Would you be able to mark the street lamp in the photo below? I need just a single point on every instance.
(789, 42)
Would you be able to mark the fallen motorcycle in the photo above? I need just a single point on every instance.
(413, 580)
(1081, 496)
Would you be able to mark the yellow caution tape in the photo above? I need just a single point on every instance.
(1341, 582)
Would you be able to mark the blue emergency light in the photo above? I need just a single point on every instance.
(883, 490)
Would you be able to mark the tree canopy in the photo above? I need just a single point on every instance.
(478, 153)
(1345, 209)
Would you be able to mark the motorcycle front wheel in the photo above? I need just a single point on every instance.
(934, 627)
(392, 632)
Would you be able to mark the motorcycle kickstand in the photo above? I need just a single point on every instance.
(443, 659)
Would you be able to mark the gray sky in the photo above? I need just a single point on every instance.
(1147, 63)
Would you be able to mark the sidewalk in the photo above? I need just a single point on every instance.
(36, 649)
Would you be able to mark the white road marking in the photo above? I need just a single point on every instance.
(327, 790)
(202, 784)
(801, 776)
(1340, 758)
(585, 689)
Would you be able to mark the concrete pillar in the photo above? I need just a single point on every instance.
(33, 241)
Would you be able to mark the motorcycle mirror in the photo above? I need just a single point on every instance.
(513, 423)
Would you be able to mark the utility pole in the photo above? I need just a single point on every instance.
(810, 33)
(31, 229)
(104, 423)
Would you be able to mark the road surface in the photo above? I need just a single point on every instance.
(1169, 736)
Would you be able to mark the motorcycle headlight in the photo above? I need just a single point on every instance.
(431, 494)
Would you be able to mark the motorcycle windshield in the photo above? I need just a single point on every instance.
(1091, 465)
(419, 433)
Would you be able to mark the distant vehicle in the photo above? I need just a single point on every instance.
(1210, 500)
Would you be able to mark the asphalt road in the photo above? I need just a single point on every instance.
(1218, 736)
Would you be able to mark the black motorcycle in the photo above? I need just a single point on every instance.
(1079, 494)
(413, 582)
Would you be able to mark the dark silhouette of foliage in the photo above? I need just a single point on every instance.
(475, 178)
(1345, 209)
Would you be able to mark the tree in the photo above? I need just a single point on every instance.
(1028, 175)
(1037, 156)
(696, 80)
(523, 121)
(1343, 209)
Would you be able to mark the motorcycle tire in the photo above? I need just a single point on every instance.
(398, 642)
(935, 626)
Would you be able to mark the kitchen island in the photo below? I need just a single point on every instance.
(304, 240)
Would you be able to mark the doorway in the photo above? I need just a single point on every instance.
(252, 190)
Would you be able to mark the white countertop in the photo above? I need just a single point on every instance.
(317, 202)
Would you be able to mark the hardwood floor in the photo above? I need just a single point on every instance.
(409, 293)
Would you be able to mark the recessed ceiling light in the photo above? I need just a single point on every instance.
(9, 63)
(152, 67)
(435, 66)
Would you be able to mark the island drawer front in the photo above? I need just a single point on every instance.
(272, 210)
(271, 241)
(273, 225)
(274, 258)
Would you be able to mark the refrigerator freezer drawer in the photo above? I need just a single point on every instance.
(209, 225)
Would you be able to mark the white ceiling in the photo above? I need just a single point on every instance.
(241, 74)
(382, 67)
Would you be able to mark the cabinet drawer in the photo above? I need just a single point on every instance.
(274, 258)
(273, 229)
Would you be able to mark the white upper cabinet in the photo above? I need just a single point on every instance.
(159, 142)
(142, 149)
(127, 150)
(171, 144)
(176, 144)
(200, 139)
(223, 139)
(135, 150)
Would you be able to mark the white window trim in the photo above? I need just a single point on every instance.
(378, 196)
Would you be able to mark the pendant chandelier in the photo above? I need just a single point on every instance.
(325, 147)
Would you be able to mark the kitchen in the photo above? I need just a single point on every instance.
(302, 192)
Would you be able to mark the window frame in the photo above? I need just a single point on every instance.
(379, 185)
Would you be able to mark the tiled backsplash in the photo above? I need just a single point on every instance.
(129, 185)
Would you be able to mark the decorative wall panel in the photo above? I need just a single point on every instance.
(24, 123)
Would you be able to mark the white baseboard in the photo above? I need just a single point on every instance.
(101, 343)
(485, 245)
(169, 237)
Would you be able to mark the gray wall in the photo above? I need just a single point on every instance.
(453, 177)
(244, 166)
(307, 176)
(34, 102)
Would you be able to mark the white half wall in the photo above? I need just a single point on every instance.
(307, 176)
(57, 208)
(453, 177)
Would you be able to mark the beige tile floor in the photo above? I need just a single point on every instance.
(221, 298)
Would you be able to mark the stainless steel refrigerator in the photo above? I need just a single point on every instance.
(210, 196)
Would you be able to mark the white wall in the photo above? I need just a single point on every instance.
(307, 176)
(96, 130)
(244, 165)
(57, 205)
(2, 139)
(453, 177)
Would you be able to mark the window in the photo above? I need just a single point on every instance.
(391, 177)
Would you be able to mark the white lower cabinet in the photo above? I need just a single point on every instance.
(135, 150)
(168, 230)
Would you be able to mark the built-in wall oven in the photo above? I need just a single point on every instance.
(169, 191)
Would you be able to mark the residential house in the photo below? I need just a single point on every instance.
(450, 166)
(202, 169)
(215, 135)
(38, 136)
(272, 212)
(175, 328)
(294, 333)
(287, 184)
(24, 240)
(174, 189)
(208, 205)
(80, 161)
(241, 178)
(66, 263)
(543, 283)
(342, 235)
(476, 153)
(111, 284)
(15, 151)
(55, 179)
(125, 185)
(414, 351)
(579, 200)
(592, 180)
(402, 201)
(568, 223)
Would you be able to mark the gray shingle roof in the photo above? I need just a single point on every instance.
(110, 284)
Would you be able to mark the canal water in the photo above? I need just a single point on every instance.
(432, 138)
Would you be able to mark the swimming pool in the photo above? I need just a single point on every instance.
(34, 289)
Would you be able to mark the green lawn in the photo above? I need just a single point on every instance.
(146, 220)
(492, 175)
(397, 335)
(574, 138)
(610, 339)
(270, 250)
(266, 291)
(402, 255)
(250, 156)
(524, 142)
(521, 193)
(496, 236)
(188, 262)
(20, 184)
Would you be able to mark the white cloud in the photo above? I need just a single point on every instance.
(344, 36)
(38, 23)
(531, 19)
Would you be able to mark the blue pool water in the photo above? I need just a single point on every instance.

***

● **SET EXERCISE**
Copy out every item above word for word, without changing anything.

● **SOLUTION FOR THIS EXERCISE**
Would you be able to mark the street lamp in the photo below? I need just a single point on every instance.
(789, 42)
Would you be able to mark the fallen motorcycle in the photo above? I need just a single point on every instance.
(413, 580)
(1081, 496)
Would you be able to mark the yellow caution tape in the photo above? I need just a single point on every instance.
(1341, 582)
Would you be able to mark the blue emergency light in the photo above? I need just a single point on every instance.
(883, 490)
Would you be able to mark the tree canopy in the photo above? I need just a single point on every instance.
(478, 153)
(1345, 209)
Would you be able to mark the motorcycle front wheel in the photo above? I need just a single point on every instance.
(934, 627)
(392, 632)
Would you be able to mark the motorcycle kickstand in the photo above? I need just a single point on every instance.
(443, 659)
Would you be able to mark the gray sky in the photo above? I need just a single point on every instance.
(1147, 63)
Would you be able to mark the sidewalk in the photo above? I need just a single point on every instance.
(36, 649)
Would you be able to mark the white road marking in the photo above? I need just a single point on every instance.
(327, 790)
(202, 784)
(801, 776)
(1340, 758)
(585, 689)
Would you be able to mark the concrete pillar in the photo above? I need just a single point on every instance.
(33, 241)
Would you be able to mark the motorcycle mirror in the photo above? I need just a single point on every instance.
(513, 423)
Would you be able to mark the utility pole in the photo above? I need just a single point on every instance.
(810, 33)
(31, 229)
(104, 423)
Would you be able to mark the road surface in the photo above? I need just a single point on every instance.
(1169, 736)
Would you be able to mark the motorcycle headlight in the photo above? I need just a single point on every instance.
(431, 494)
Would you be able to mark the motorcycle windshield in the photo above? I need just a single point on every instance.
(1091, 465)
(419, 433)
Would you be able to mark the distant vehicle in the photo above? I need just a single point on every instance.
(1210, 500)
Would you be able to mark the asphalt road in the photo above? I need just a single point on every instance.
(1218, 736)
Would you be able to mark the black motorcycle in the photo above? I need just a single point on every instance.
(1079, 494)
(413, 582)
Would you be able to mark the dark silhouette of foliage in the photo above? I need just a single point on every instance.
(475, 178)
(1345, 209)
Would you be able to mark the tree in the photo above? I need just a single point on every instance.
(1028, 175)
(1037, 156)
(696, 80)
(523, 121)
(1343, 209)
Would you be able to mark the motorcycle tire in the photo above? I need just a single point on every instance.
(398, 642)
(935, 626)
Would you be able to mark the kitchen island in the photo below? I need just a single point on every instance.
(304, 240)
Would you be able to mark the doorway in the photo above? I need just a single point on every instance.
(252, 190)
Would you be able to mark the white countertop in the photo above? I need just a single point on every instance.
(317, 202)
Would you be able to mark the hardwood floor in the photo above? I need just a single point on every instance.
(409, 293)
Would you be able to mark the recessed ceiling light in the photo above? I need just a single point on every instance.
(9, 63)
(152, 67)
(435, 66)
Would you be able to mark the island drawer front in the photo above? I need just a single point on every instance.
(272, 210)
(271, 241)
(273, 225)
(274, 258)
Would you be able to mark the refrigerator freezer drawer in the photo above? I need just a single point on every instance.
(209, 225)
Would you be able to mark the white ceiling in the photo above? I need just a single point on every instance.
(241, 74)
(382, 67)
Would you be able to mark the cabinet drawer in the photo above? I need just a single point on every instance.
(274, 258)
(273, 229)
Would you be able to mark the white upper cabinet in the photo above? I need just a single point on every instance.
(159, 142)
(142, 149)
(127, 150)
(171, 144)
(176, 144)
(200, 139)
(223, 139)
(135, 150)
Would you be able to mark the white window trim in the photo above? I need just a single point on every instance.
(378, 196)
Would you be able to mark the pendant chandelier in the photo above? I need just a single point on every instance.
(325, 147)
Would you be able to mark the kitchen in the photo above? I need just a single point on every instance.
(302, 192)
Would you be able to mark the window frame in the photo above? I need just a single point on every instance.
(379, 185)
Would you be able to mark the tiled backsplash in the photo above? I need just a single point on every instance.
(129, 185)
Would you be able to mark the decorative wall panel in the photo above? I need just a single point on every instance.
(24, 123)
Would you be able to mark the white baseboard in the photo above? I need just a single point on every instance.
(101, 343)
(485, 245)
(169, 237)
Would you be able to mark the gray wall in the photo above? I need just a single point on every instance.
(453, 177)
(244, 166)
(307, 176)
(34, 102)
Would you be able to mark the white half wall in the photo above? I need just a single point on every instance.
(307, 176)
(57, 208)
(453, 177)
Would you be able to mark the beige tile floor in the photo above? I need just a single point on every instance.
(221, 298)
Would you be able to mark the stainless steel refrigerator in the photo above? I need just a single point on every instance.
(210, 196)
Would you be able to mark the white wall in the photo above? I need just a single point on every instance.
(307, 176)
(96, 130)
(244, 165)
(57, 205)
(2, 139)
(453, 177)
Would you be able to mark the window in the photo above? I need just a single point on every instance.
(391, 177)
Would you be able to mark the white lower cabinet in the photo above? I need just a single point on every instance.
(135, 150)
(168, 230)
Would you be able to mark the built-in wall oven in the photo above? I need just a single point on every instance.
(169, 191)
Would you be able to mark the residential house in the photo below? I need just a single point on every instance.
(450, 166)
(202, 169)
(215, 135)
(38, 136)
(272, 212)
(175, 328)
(294, 333)
(287, 184)
(24, 240)
(174, 189)
(208, 205)
(80, 161)
(241, 178)
(66, 263)
(543, 283)
(342, 235)
(476, 153)
(111, 284)
(15, 151)
(55, 179)
(125, 185)
(414, 351)
(579, 200)
(592, 180)
(402, 201)
(568, 223)
Would you be able to mark the gray shingle roof in the photo above? I need just a single point on every instance.
(110, 284)
Would you be able to mark the canal water in the photo above? I need just a single point on every instance.
(432, 138)
Would you be able to mark the swimming pool in the photo above? I need just a single point on every instance.
(34, 289)
Would you be able to mark the green lawn in the photo above? I need just a single point on every instance.
(146, 220)
(492, 175)
(397, 335)
(574, 138)
(610, 339)
(270, 250)
(266, 291)
(402, 255)
(250, 156)
(524, 142)
(521, 193)
(496, 236)
(188, 262)
(20, 184)
Would you be able to mark the white cloud in the photo above? I need just a single point on every instance.
(344, 36)
(38, 23)
(531, 19)
Would you be able to mark the blue pool water in the photo above? I need just a single point on every instance.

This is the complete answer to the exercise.